If you do a search on this form, I believe I wrote down some numbers on this, as well.

EDIT: in my personal experience (forget theory...I'm talking actual performance, in numbers), I'm with Asgard on this...arrays beat Lists, hands down, every time. Where Lists win, is where you need to be able to manipulate the collection (eg, add, remove, reverse, etc). But if you were creating an array which was readonly, I would go with array, every time.

I'm going to run a simple test, comparing lists vs array. results up soon.
Give me a few minutes.

Goofball · 5 Jan 2012 at 19:54

Code:

var list = new List<string>();
//var list = new List<string>(capacity); 
//var list = new List<string>(new string[capacity]);            
//var list = new string[capacity];

sw.Start();
            
for(int i=0;i < size; i++)
    list.Add("a"); // list[i] = "a";

 sw.Stop();

10^8 Assignments, average 3 runs

Using array: 614ms
Using list index operator: 611ms
Using list Add(): 830 ms

Using list Add without setting capacity: 1620ms

sunama · 5 Jan 2012 at 19:59

Okay.
Here are the test times.
This compares loading a list with random strings VS loading an array with random strings.
The list uses ".Add".
The collections are loaded using a for loop.
Iterator count = 9999999
While the size of the array was specified during declaration,
The lists capacity was also specified before loading it.

Number of milliseconds that Array is faster than List at loading:
-6
212
10
105
155
-68
22.

Typically, full loading time of both the array and list is about 10000 MS, so the above numbers are very similar.

Personally, looking at those numbers, there is very little to choose between List and Array, with Array marginally faster.

Now, lets see what happens when we don't specify the capacity of the list and we just load it up, allowing it to resize dynamically, as it increases in size.

Number of milliseconds that list with fixed capacity is faster than List with dynamic capacity.

447
161
214
126
277

From the above results we see that if you specify the capacity of the list, performance of the list loading improves. However, the increase in performance is once again, very small.

If the full list loading procedure is about 5000MS and you can shave off about 200MS off of that, the performance improvement is about 3%.

In summary: if you were loading an array and list, the speed is as follows:

1. Array (fastest)
2. List (pre-specified capacity, using .Add)
§ §
[Direction A]:
Count the lines in the entries that contain the string "every", treating uppercase and lowercase as different. Give only the number.
The forum thread and the entries have nothing to do with each other.

[Excerpted data]:
§ §
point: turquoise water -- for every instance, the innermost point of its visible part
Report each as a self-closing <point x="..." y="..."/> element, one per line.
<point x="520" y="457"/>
§ §
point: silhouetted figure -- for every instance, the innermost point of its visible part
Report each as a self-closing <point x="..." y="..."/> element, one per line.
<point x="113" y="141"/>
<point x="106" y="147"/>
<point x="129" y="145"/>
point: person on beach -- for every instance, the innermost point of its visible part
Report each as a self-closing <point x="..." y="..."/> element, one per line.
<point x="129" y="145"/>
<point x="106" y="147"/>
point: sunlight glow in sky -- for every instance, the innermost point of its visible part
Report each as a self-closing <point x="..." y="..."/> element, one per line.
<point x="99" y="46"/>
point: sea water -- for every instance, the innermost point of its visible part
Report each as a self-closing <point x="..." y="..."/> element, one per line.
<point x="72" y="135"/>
§ §
[Direction B]:
In the forum thread comparing lists and arrays, what average time was reported for 10^8 assignments using list Add()?

[Expected answer A]:
5

[Expected answer B]:
830 ms